▶ Excerpts from a dataset:
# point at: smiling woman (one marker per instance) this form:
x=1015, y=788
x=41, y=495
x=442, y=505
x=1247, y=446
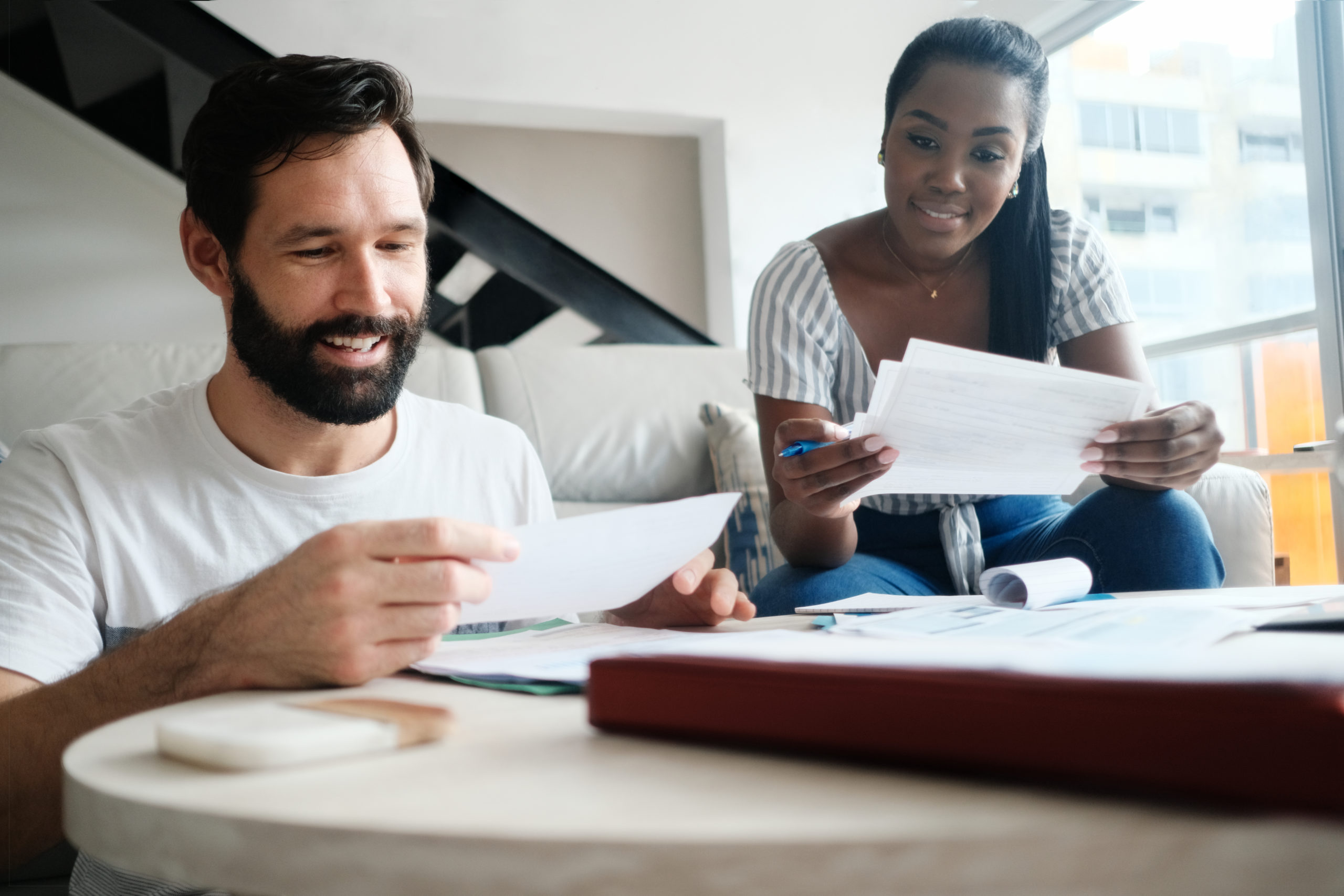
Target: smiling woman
x=970, y=253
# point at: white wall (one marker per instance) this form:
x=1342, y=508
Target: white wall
x=797, y=85
x=628, y=202
x=89, y=237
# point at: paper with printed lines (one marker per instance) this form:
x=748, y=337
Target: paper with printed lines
x=976, y=424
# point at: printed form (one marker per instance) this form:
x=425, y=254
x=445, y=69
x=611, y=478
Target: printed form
x=976, y=424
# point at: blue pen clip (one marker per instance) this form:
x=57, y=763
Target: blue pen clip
x=804, y=446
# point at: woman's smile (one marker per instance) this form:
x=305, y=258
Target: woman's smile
x=940, y=218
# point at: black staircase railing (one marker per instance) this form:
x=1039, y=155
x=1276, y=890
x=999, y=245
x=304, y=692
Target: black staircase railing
x=140, y=69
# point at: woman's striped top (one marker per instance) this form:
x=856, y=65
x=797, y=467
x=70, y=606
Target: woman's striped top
x=802, y=349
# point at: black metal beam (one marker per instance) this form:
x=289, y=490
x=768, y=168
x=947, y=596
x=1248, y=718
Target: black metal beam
x=188, y=33
x=148, y=116
x=533, y=257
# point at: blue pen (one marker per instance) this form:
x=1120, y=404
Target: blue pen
x=804, y=445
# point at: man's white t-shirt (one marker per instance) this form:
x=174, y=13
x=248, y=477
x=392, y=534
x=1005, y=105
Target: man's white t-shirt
x=112, y=523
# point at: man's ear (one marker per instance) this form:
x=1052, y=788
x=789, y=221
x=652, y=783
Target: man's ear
x=205, y=256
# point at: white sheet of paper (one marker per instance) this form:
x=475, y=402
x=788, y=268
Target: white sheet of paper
x=1253, y=598
x=978, y=424
x=1109, y=624
x=554, y=655
x=1261, y=656
x=887, y=602
x=1031, y=586
x=600, y=561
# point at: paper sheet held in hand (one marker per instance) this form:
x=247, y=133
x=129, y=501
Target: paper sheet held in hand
x=976, y=424
x=600, y=561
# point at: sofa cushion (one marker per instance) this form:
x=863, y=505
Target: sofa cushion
x=736, y=455
x=616, y=422
x=51, y=383
x=1235, y=500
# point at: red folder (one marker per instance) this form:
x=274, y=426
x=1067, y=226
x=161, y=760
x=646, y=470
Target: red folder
x=1273, y=746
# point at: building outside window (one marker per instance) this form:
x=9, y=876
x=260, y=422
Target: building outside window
x=1178, y=133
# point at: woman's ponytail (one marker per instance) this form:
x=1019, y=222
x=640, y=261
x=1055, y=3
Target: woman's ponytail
x=1019, y=267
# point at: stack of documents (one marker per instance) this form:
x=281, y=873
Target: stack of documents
x=976, y=424
x=555, y=655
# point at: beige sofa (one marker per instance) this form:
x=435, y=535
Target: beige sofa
x=615, y=425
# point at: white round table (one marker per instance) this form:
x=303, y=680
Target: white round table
x=526, y=798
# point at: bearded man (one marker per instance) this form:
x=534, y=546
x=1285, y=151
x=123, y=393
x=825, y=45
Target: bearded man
x=296, y=519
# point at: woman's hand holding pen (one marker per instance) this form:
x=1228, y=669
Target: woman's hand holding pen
x=1167, y=449
x=822, y=480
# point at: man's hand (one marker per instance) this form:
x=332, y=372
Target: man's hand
x=1167, y=449
x=351, y=604
x=694, y=596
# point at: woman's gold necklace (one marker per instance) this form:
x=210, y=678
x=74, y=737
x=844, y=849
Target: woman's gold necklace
x=933, y=292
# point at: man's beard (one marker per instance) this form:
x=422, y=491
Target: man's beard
x=287, y=362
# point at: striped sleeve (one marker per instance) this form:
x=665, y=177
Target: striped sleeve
x=1089, y=292
x=793, y=330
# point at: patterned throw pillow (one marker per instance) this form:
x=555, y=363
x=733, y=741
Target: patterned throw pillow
x=736, y=453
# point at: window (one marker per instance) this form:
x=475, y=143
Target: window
x=1166, y=292
x=1162, y=219
x=1148, y=128
x=1206, y=217
x=1277, y=218
x=1280, y=293
x=1126, y=217
x=1272, y=147
x=1126, y=220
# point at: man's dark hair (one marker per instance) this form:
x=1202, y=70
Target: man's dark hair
x=257, y=116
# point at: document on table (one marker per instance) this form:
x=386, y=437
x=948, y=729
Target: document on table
x=554, y=655
x=1108, y=624
x=1023, y=586
x=1034, y=586
x=1307, y=659
x=874, y=602
x=976, y=424
x=600, y=561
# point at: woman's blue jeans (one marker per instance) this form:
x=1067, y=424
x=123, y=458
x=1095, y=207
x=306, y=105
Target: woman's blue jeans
x=1132, y=541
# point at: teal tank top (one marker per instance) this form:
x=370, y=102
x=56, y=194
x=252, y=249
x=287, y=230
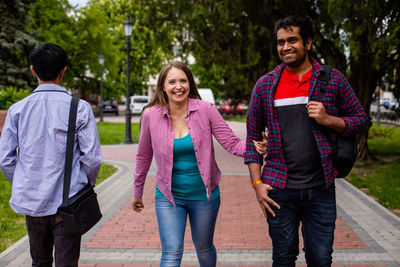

▶ Your objective:
All of the data should be returned word for word, with each picture left out.

▶ Output of the task:
# point at: smiling woman (one marker per instance) this form:
x=1015, y=788
x=41, y=495
x=442, y=505
x=1247, y=446
Target: smiling woman
x=970, y=253
# point at: white wall (one marker per instance) this form:
x=1342, y=508
Target: white wall
x=797, y=85
x=628, y=202
x=89, y=237
# point at: paper with printed lines (one marker per instance) this form:
x=748, y=337
Target: paper with printed lines
x=976, y=424
# point at: printed form (one marker per instance) this form:
x=425, y=254
x=445, y=69
x=611, y=478
Target: printed form
x=976, y=424
# point at: blue pen clip (one marker per instance) this form:
x=57, y=763
Target: blue pen clip
x=804, y=446
# point at: woman's smile (one marker per instance) this form:
x=305, y=258
Target: woman's smile
x=940, y=218
# point at: black staircase railing (one marker per instance) this form:
x=1039, y=155
x=1276, y=890
x=999, y=245
x=304, y=692
Target: black staircase railing
x=140, y=69
# point at: woman's striped top (one marker per instance) this form:
x=856, y=65
x=797, y=467
x=70, y=606
Target: woman's striped top
x=802, y=349
# point at: black metal beam (one marker per instance) this form:
x=289, y=490
x=768, y=168
x=947, y=596
x=1248, y=718
Target: black metal beam
x=188, y=33
x=148, y=116
x=533, y=257
# point at: blue pen (one marker per instance) this form:
x=1120, y=404
Target: blue pen
x=804, y=445
# point at: man's white t-shirt (one marker per instance) this form:
x=174, y=13
x=248, y=477
x=392, y=534
x=1005, y=105
Target: man's white t-shirt
x=112, y=523
# point at: man's ear (one marker per instance) this form:
x=1052, y=788
x=789, y=221
x=652, y=783
Target: man's ear
x=205, y=256
# point at: white sheet of paper (one marker per instance) this form:
x=475, y=402
x=788, y=268
Target: white sheet of paper
x=1253, y=598
x=978, y=424
x=1109, y=624
x=554, y=655
x=1261, y=656
x=887, y=602
x=1031, y=586
x=600, y=561
# point at: paper sheet held in hand (one marker per instance) this form:
x=247, y=133
x=129, y=501
Target: paper sheet held in hand
x=976, y=424
x=600, y=561
# point at: sofa cushion (one marker per instance) this form:
x=863, y=505
Target: sofa cushion
x=736, y=455
x=616, y=422
x=51, y=383
x=1235, y=500
# point at: red folder (one marker per instance) this form:
x=274, y=426
x=1067, y=226
x=161, y=760
x=646, y=470
Target: red folder
x=1273, y=746
# point at: building outside window (one marker per instance) this form:
x=9, y=876
x=260, y=422
Target: building outside window
x=1178, y=133
# point at: woman's ponytail (one marker per instance) this form:
x=1019, y=222
x=640, y=261
x=1055, y=3
Target: woman's ponytail
x=1019, y=267
# point at: stack of documents (one marker per instance) this form:
x=281, y=873
Target: stack of documents
x=976, y=424
x=555, y=655
# point at: beige sofa (one marker per instance) this form:
x=435, y=535
Target: beige sofa
x=615, y=425
# point at: white round table (one marker per instance) this form:
x=303, y=680
Target: white round table
x=526, y=798
# point at: bearded man (one marker per instance) this form:
x=534, y=546
x=1285, y=151
x=123, y=393
x=825, y=45
Target: bearded man
x=296, y=519
# point at: woman's hand holding pen (one marker per instance) this form:
x=1228, y=669
Target: woman's hand holding pen
x=1167, y=449
x=822, y=480
# point at: man's hand (one marker per instance) this form:
x=332, y=372
Target: man's hand
x=1167, y=449
x=351, y=604
x=694, y=596
# point at: woman's gold necklace (one marker per instance) this form:
x=210, y=678
x=74, y=737
x=844, y=849
Target: woman's gold necklace
x=933, y=292
# point at: man's beard (one marker per instance) this form:
x=422, y=491
Target: man's beard
x=287, y=362
# point at: striped sleeve (one marker per instance) this form:
x=665, y=177
Target: striped sleeve
x=1089, y=292
x=793, y=330
# point at: patterned throw pillow (one marker per instance) this form:
x=555, y=363
x=733, y=741
Target: patterned throw pillow
x=736, y=453
# point at: window (one marker per instance) this form:
x=475, y=143
Target: window
x=1166, y=292
x=1162, y=219
x=1148, y=128
x=1206, y=217
x=1277, y=218
x=1280, y=293
x=1126, y=217
x=1272, y=147
x=1126, y=220
# point at: man's dark hair (one marker per instance) this form:
x=1202, y=70
Target: man's dark hair
x=257, y=116
# point at: document on table (one marker per instance) this form:
x=386, y=437
x=948, y=729
Target: document on table
x=554, y=655
x=1108, y=624
x=1023, y=586
x=1034, y=586
x=1307, y=659
x=874, y=602
x=976, y=424
x=600, y=561
# point at: woman's blue jeans (one marker per instance) this form:
x=1067, y=424
x=123, y=458
x=1095, y=207
x=306, y=105
Target: woman's blue jeans
x=1132, y=541
# point at: teal tank top (one marker per instance) this form:
x=370, y=102
x=56, y=194
x=252, y=249
x=287, y=230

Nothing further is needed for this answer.